The task:
Please output exactly the run of lines that starts at the line with "of the rippled" and ends at the last line of the records below.

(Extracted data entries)
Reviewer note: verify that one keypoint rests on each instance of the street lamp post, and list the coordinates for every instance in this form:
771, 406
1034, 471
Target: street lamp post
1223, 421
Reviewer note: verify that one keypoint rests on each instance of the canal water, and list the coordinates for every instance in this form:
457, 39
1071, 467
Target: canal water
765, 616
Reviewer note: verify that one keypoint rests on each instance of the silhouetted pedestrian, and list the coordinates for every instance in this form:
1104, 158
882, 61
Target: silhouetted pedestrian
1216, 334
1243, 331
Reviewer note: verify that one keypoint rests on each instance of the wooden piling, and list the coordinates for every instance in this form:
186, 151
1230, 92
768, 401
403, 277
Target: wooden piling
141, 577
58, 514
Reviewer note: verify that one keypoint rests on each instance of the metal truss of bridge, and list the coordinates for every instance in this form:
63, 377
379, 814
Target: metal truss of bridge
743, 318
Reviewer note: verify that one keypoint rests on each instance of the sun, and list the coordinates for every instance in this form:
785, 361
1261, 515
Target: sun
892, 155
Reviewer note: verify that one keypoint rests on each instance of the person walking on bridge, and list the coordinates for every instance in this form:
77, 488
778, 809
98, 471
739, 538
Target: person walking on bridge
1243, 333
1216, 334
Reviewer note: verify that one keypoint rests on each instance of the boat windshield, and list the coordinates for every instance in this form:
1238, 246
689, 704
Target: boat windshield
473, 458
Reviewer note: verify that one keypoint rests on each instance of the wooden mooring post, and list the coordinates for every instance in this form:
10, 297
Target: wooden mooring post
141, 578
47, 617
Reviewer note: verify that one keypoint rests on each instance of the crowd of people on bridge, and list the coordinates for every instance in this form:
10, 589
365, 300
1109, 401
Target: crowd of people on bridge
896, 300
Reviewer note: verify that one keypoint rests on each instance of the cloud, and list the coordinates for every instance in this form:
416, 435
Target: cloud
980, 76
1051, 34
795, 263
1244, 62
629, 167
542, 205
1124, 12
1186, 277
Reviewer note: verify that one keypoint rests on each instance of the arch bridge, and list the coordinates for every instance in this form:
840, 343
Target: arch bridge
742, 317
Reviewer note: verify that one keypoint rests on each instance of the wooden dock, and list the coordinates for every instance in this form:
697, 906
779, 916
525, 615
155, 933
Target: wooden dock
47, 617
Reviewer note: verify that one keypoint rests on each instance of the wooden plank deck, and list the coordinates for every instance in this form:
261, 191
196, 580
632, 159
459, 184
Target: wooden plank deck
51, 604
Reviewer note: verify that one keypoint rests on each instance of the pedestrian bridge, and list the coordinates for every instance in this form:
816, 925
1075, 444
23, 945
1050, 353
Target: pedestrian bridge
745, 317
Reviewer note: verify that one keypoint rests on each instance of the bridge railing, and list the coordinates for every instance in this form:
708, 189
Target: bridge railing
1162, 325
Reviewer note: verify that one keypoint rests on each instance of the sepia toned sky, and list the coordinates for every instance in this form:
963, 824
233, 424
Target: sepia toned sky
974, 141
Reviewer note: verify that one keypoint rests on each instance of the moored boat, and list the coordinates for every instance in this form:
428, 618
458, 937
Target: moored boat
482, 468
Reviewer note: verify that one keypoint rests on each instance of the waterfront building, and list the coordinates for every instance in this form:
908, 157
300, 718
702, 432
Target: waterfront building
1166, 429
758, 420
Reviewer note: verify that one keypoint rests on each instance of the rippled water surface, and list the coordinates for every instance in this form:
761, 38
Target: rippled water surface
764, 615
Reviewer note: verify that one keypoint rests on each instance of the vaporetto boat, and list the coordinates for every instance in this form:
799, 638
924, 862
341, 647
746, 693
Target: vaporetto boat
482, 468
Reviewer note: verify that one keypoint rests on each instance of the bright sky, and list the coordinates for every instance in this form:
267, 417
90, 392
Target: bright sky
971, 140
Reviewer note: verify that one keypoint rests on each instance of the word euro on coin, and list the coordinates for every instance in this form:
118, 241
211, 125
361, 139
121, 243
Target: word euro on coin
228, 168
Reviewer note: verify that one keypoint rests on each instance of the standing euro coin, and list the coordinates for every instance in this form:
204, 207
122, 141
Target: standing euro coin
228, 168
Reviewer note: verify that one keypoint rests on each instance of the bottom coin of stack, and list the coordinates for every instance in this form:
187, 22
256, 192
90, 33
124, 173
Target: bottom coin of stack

The answer:
Reviewer note: verify that one keypoint rests on each instance of the rippled water surface, and list the coordinates for every instance in this form:
761, 38
Target: rippled water surface
764, 615
Reviewer note: verify that one keypoint rests on each instance of the vaporetto boat, and list the coordinates for every instance in this form:
799, 638
924, 862
341, 647
746, 693
Target: vaporetto boat
482, 468
Reviewer note: verify that one keypoint rests on each instance of the bright sky, and list the coordinates for every instance in this form:
267, 417
90, 392
Target: bright sky
971, 140
Reviewer note: verify that one keypoint rests on each instance of the word euro on coin, and list the coordinates for every instance in this form:
118, 241
211, 125
361, 139
121, 243
Target: word euro on coin
228, 168
Reviewer note: verify that one keypoint rests on each instance of the standing euro coin, and list the coordinates for every instance in this form:
204, 207
122, 141
Target: standing euro coin
228, 168
Reviewer note: verify that one keypoint rests on each instance of the bottom coin of stack, and list the coordinates for every instance in this form:
187, 22
256, 192
90, 33
124, 173
Target: bottom coin of stack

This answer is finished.